Substitute "widest part" for "thickest part" throughout all the records and write them out again with nothing else changed. Omit the pictures.

* Records from a point-labeling set *
■ ■ ■ ■

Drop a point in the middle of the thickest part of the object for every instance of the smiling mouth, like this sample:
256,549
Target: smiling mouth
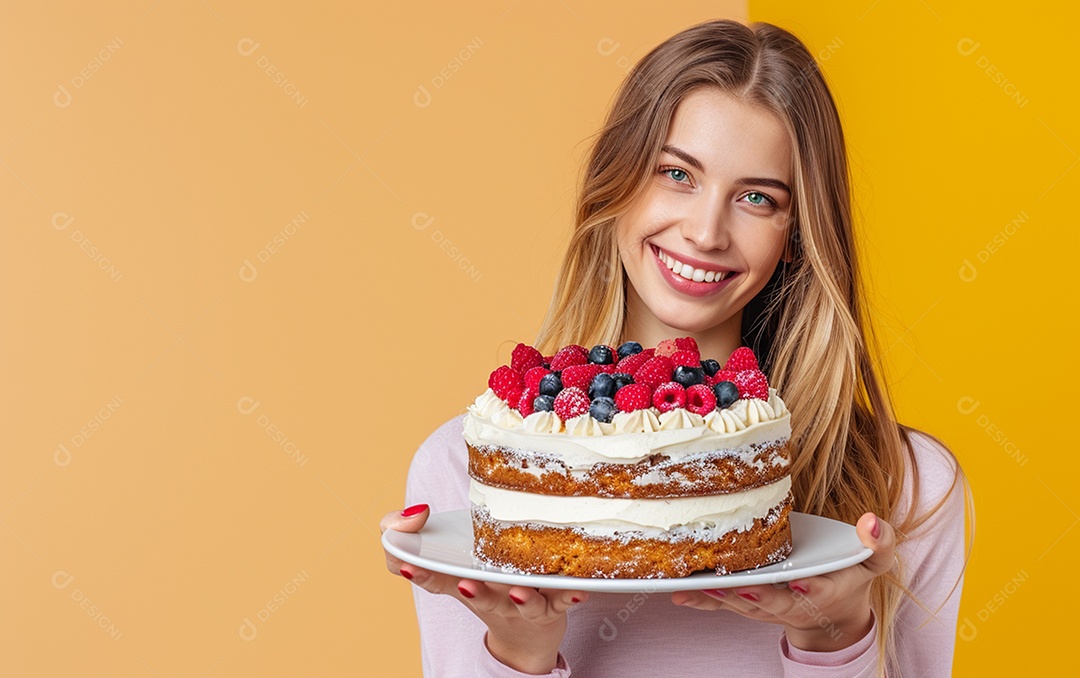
687,271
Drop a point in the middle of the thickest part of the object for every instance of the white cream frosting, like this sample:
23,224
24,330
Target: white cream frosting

■ ■ ■ ■

* TASK RESULT *
Drop a point in the middle of the widest part of the object for every instance of the smiling mouth, like this sample:
256,549
Target: smiling mouth
687,271
Drop a point in the middle of the widest part of the object for every instance of the white cream frosting, like this sample:
23,224
24,330
Target: white cream frosting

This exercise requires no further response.